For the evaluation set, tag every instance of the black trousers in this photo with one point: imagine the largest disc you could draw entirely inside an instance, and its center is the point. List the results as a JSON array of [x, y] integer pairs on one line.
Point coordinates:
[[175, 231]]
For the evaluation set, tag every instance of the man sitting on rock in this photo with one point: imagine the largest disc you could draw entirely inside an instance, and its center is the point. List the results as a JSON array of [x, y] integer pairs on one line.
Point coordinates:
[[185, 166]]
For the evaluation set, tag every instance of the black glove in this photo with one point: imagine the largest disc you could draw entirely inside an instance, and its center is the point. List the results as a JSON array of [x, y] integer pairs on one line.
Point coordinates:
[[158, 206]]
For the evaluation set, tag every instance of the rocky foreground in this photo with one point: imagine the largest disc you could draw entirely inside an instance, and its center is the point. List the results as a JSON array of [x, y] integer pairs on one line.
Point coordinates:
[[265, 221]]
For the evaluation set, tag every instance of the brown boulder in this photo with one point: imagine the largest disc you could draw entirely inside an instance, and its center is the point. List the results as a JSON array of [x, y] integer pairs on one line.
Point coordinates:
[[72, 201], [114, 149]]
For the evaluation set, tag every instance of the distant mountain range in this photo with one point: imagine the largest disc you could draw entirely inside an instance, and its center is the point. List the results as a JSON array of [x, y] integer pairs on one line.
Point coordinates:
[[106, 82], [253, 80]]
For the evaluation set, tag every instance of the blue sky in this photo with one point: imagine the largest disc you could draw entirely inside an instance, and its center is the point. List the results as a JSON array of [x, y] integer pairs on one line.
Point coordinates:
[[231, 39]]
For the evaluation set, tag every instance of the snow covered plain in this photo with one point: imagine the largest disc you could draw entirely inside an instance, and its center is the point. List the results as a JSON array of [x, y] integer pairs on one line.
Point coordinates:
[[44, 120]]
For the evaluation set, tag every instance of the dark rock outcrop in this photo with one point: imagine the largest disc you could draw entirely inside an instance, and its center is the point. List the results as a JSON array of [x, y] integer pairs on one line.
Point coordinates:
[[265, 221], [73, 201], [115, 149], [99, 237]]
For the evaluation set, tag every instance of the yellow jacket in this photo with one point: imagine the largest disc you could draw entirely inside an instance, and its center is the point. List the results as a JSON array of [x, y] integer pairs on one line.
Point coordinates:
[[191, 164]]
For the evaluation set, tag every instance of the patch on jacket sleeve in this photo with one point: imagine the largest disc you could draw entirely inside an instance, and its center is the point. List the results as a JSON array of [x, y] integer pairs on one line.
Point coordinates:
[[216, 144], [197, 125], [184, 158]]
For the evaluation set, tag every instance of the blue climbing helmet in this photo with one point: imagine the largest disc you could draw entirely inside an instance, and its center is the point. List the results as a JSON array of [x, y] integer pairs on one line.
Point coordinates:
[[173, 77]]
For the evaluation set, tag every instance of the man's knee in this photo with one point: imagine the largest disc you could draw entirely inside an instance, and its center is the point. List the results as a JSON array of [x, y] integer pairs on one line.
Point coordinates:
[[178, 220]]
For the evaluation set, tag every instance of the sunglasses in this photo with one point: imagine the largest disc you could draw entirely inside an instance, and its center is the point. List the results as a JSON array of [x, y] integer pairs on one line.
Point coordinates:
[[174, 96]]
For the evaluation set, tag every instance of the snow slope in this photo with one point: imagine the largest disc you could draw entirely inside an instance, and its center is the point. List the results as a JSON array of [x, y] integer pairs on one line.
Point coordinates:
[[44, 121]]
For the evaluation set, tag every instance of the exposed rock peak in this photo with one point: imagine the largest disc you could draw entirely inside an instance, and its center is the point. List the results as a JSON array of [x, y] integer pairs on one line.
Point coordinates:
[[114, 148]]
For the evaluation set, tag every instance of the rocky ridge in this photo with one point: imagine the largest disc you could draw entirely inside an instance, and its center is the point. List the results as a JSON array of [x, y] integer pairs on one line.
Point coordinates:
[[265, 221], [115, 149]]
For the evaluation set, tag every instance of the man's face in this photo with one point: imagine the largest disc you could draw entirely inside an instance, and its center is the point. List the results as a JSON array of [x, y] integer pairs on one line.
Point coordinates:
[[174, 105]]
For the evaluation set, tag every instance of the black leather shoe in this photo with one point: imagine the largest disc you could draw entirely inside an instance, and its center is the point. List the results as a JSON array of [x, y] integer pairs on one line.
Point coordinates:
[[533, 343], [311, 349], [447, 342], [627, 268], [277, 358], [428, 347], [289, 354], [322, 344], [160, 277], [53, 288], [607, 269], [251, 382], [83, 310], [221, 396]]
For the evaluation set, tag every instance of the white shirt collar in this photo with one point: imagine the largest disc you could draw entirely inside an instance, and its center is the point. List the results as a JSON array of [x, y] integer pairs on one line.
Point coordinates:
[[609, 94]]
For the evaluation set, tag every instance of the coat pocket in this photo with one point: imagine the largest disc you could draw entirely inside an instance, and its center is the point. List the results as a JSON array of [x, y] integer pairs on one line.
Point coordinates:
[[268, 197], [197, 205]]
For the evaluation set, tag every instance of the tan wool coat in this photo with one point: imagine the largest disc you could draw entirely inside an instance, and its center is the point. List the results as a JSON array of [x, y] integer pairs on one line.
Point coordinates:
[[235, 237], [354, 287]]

* * *

## Set task
Update the data by replacing every "evaluation set" with "test set" and leaving everything else unchanged.

## Result of the exercise
For the test set, tag every instance of the black trousers in this photo with one point: imagine the largest disc you could draw entirely inside an instance, and its center is the point. List the results as a JSON array of [x, y] integer pairs on one line.
Point coordinates:
[[175, 231]]
For the test set, tag every instance of the man sitting on rock in this photo with one point: imagine the largest disc you could draw entirely inside an instance, and its center is the point. List the results as a JSON array of [x, y] integer pairs on one line.
Point coordinates:
[[185, 166]]
For the test set, tag every instance of the black glove in this photo with one point: imagine the largest disc you could draw entirely inside an instance, and its center is the point. List the results as a JSON array of [x, y] integer pairs on one line.
Point coordinates:
[[158, 206]]
For the test set, tag every instance of the rocky foreground in this photo with one point: imagine the largest disc you could draw entirely inside an instance, and its center is the point. List the results as a JSON array of [x, y] integer pairs on one line.
Point coordinates:
[[265, 221]]
For the test set, tag every instance of the brown boulder in this photo with one point: imagine the largest disc you could draw entirely inside an instance, and its center is the point. List the results as a JSON array of [x, y] integer pairs on one line.
Point coordinates:
[[72, 201], [114, 149]]
For the test set, tag every instance of the distant mountain range in this photo with one point: imagine the largest disc you could draw entirely inside an instance, and its center is the point. List the results as a JSON array of [x, y] integer pairs on one line.
Point coordinates:
[[106, 82], [253, 80]]
For the test set, tag every instance of the blue sky in this photo with one point: imagine the largest disc you could draw entirely inside an instance, and its center is the point. List the results as a JSON array of [x, y] integer pairs on one line.
Point coordinates:
[[231, 39]]
For the test set, tag every instance of the snow covered plain in this photo with one point: imagine the largest disc you could draw entirely inside an instance, and its center is the point. List the results as a JSON array of [x, y] integer pairs on one line.
Point coordinates:
[[44, 120]]
For the test set, tag every instance of the dark rock outcrop in this photo with one point: imagine the largest disc you could draw entirely inside an instance, and its center is the point. List the results as a JSON array of [x, y] integer pairs on one line.
Point coordinates:
[[265, 221], [73, 201], [115, 149], [99, 237]]
For the test set, tag every instance of the yellow jacket in this photo with one point: imagine the largest disc you could draw entirely inside an instance, and its center is the point. List the results as a JSON array of [x, y] integer pairs on one line.
Point coordinates:
[[191, 164]]
For the test set, tag every instance of the patch on jacket sleeve in this photo with one point: imagine the largest disc you could draw entirely inside an instance, and its center is the point. List the results as a JSON array of [x, y] integer pairs on one line.
Point coordinates:
[[216, 144], [197, 125], [184, 158]]
For the test set, tag every instance of the blue climbing helmet in this photo with one point: imagine the largest disc you could draw entirely inside an instance, and its center is the point. List the results as a JSON array of [x, y] integer pairs on one line.
Point coordinates:
[[173, 77]]
For the test set, tag every instance of the man's knee in this photo with one point: imagine the largest disc you could draw entirely inside an instance, and its center is the point. List the results as a JSON array of [x, y] integer pairs on one line.
Point coordinates:
[[178, 220]]
For the test set, tag every instance of the sunglasses in this photo with one point: imagine the largest disc you could draw entirely inside an instance, and its center is the point. List the results as a JSON array of [x, y] integer pairs on one line.
Point coordinates:
[[174, 96]]
For the test set, tag every instance of the snow slope in this photo with one point: imagine the largest disc you could draw entirely inside an instance, and its center is the point. List the results as a JSON array of [x, y] integer pairs on one line.
Point coordinates:
[[44, 121]]
For the test set, tag every instance of the exposed rock peak in this photo with one point: imagine the largest disc you could draw entirely inside an instance, and its center is the point. List the results as a JSON array of [x, y] integer pairs on one line.
Point coordinates:
[[114, 148]]
For the test set, tag every instance of the rocky ridge in this photo with one point: imagine the largest disc you could draw entirely inside an instance, and its center is the point. List the results as a JSON array of [x, y] integer pairs on one line.
Point coordinates:
[[265, 221], [115, 149]]
For the test set, tag every instance of the man's face in this photo with one point: imagine the largest disc you could draw entirely inside an instance, and its center is the point. List the results as a JSON array of [x, y] integer pairs on one line.
Point coordinates:
[[174, 105]]
For the test set, tag every instance of the black leather shoe in this photo with one point: imagine the largest disc you could draw entirely inside an instance, and its center is the point. List the results as a JSON array of [x, y] integer pairs on one line.
Point coordinates:
[[533, 343], [311, 349], [447, 342], [627, 268], [277, 358], [428, 347], [289, 354], [322, 344], [160, 277], [53, 288], [607, 269], [251, 382], [83, 310], [221, 396]]
For the test set, tag every instance of the white shirt collar in this photo with one point: imagine the largest disc you could draw entirely inside an instance, and its center is the point. List the results as a JSON array of [x, y] integer pairs on one line.
Point coordinates:
[[609, 94]]
For the test set, tag every instance of the coat pocket in this photo with one point: imagine the largest disc you could draw entirely inside an instance, and its center is the point. List the results as a JSON array of [x, y] integer pairs on one line.
Point coordinates:
[[268, 197], [197, 205]]
For the test set, tag every instance of the tan wool coat in this photo with one point: imagine the largest disc you could draw entirely inside an instance, and its center is the point. List the results as a JSON array of [x, y] integer pairs on one line.
Point coordinates:
[[235, 237], [354, 287]]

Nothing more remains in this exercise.